_EXCERPTED RECORDS_

* * *

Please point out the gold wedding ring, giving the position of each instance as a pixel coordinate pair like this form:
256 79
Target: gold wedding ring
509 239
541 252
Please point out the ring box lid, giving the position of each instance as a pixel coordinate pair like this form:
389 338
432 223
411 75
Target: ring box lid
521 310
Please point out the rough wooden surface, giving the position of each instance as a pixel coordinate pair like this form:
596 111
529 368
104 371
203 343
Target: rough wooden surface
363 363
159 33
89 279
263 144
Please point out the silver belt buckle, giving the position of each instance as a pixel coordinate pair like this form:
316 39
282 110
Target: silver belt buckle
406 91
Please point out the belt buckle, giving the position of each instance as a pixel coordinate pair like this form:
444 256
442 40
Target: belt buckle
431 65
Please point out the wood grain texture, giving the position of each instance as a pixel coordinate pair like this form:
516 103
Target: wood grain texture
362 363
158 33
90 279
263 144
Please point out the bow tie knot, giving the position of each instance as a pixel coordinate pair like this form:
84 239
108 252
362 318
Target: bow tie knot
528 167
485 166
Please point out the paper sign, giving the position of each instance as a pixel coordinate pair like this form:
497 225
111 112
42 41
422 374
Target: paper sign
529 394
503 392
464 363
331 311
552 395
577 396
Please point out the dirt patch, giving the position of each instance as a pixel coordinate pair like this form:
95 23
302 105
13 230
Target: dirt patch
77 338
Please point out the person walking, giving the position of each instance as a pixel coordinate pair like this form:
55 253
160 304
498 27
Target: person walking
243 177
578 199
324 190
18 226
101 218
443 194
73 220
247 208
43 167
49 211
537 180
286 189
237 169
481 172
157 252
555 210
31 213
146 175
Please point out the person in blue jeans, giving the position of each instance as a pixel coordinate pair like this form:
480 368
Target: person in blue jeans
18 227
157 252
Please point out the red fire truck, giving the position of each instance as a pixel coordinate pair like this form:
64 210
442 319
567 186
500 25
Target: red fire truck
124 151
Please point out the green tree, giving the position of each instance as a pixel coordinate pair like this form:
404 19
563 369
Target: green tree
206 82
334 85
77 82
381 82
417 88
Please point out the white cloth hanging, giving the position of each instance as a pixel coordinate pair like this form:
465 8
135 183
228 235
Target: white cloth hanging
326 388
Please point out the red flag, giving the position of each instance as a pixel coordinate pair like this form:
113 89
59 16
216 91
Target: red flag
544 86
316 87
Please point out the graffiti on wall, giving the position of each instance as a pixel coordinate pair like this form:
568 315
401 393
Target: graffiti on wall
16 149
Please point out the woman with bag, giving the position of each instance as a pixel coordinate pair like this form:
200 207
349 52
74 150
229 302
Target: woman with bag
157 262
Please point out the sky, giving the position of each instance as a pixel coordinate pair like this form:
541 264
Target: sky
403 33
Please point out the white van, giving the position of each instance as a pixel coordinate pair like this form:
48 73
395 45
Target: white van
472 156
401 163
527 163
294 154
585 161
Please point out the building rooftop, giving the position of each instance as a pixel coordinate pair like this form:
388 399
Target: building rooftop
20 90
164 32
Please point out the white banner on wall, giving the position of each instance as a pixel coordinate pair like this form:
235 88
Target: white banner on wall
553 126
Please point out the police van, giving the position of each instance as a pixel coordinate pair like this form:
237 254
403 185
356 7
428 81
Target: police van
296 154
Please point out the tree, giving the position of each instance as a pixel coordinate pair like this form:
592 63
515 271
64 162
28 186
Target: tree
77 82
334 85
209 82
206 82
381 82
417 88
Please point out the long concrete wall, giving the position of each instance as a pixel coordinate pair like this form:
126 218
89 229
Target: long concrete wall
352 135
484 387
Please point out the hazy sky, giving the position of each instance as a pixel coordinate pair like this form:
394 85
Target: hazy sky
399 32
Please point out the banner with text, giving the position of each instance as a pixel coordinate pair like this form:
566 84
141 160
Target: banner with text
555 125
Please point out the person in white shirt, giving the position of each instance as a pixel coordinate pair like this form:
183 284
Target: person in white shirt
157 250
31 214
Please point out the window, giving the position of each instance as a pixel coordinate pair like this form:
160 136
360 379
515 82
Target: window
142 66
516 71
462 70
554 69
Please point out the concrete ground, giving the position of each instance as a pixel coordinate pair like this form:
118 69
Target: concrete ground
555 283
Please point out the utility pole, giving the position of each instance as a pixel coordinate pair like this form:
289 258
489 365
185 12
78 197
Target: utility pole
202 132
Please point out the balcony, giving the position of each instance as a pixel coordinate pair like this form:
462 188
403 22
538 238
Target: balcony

* * *

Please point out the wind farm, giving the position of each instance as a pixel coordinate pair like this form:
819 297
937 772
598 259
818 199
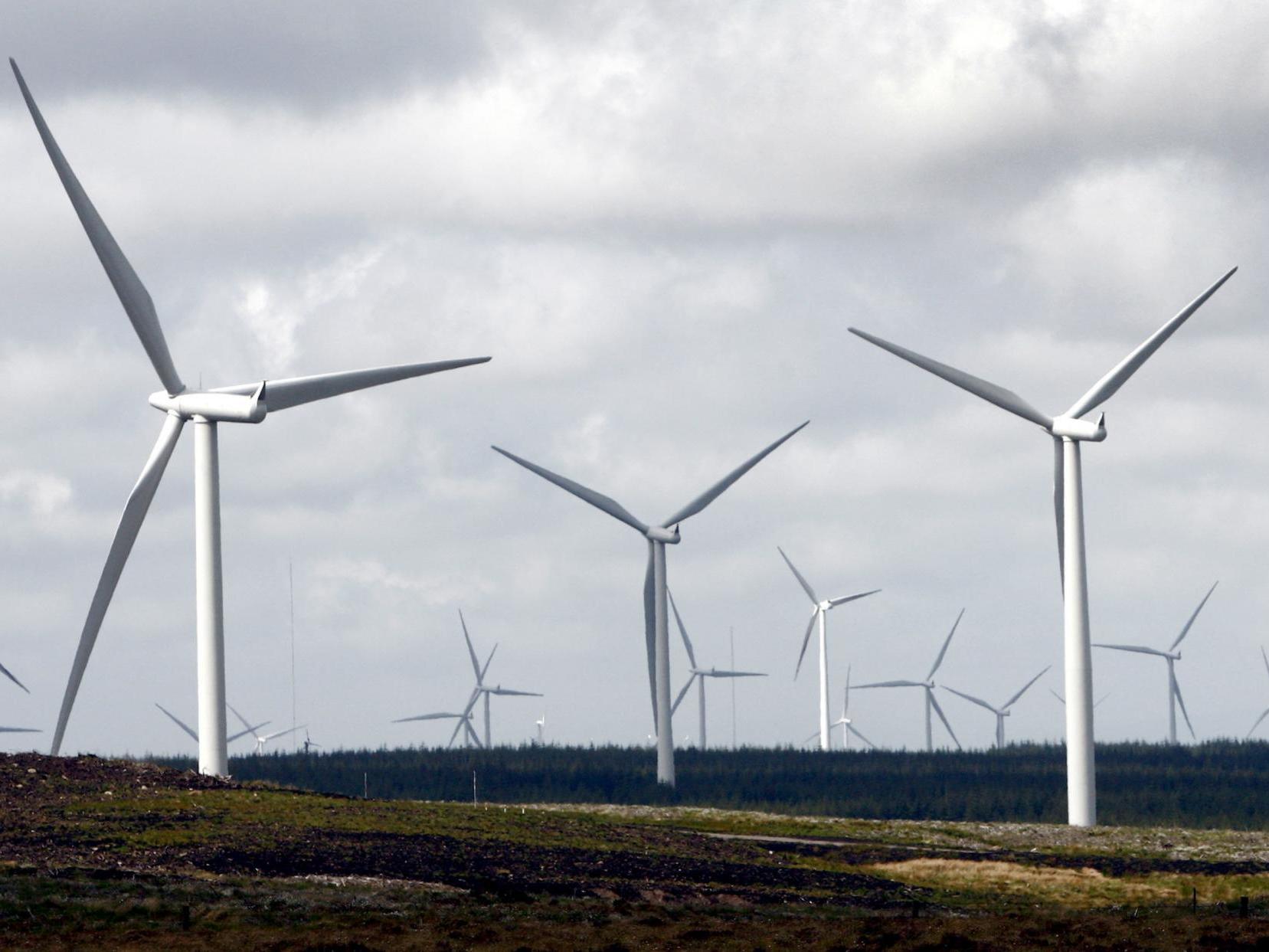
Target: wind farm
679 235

* * *

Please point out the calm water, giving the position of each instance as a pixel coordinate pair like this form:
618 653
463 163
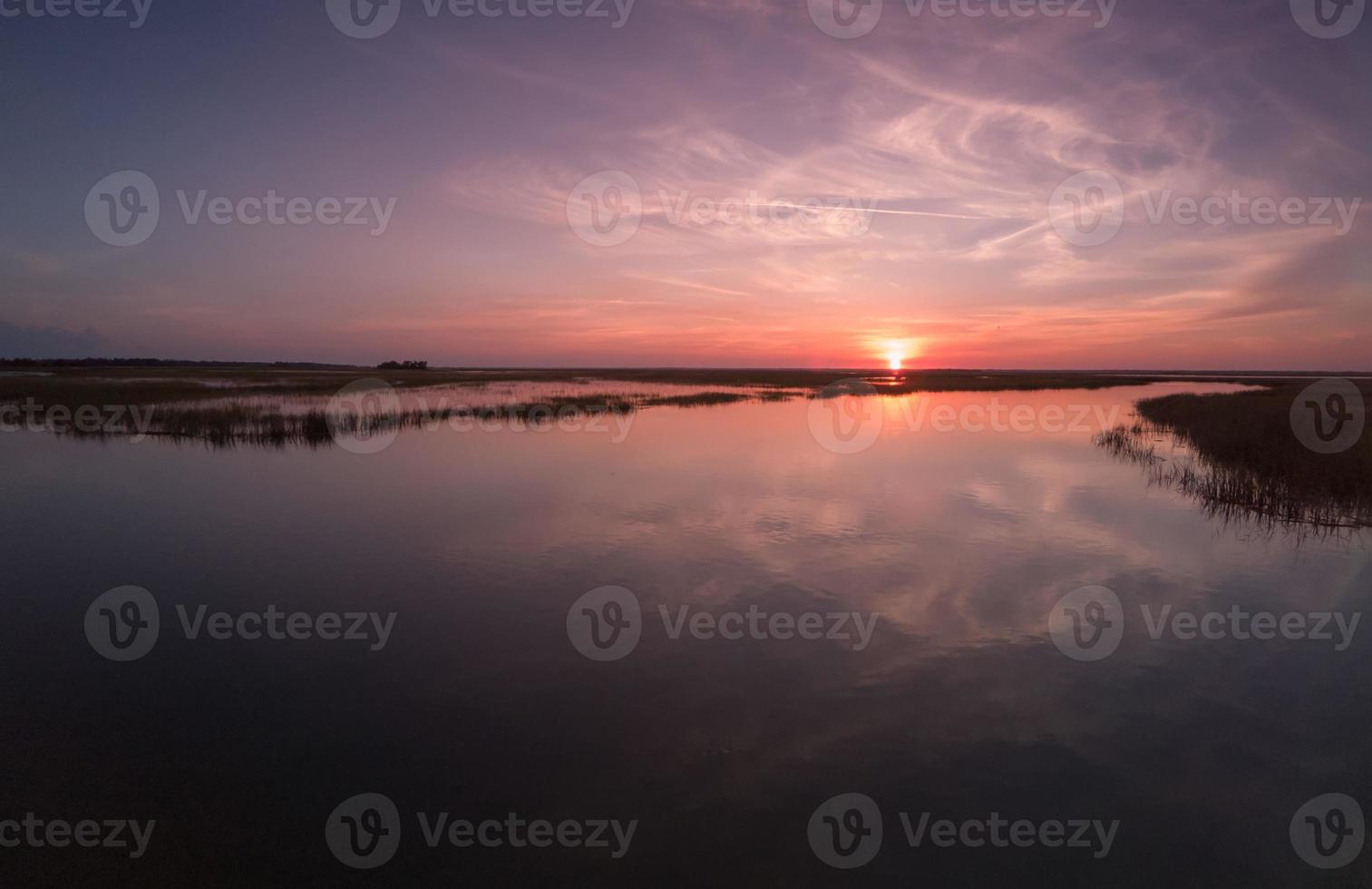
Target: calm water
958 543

* * *

_WHAT THE TASK REQUIRES_
Echo the lines of the listing starting at the line containing "Please point out the balcony, giving" and ending at the line containing "Target: balcony", copying both of those lines too.

_SOLUTION TO THIS TASK_
Please point out the balcony, giving the position of each instance as a pixel coordinate pair like this form:
462 188
403 22
538 238
Target: balcony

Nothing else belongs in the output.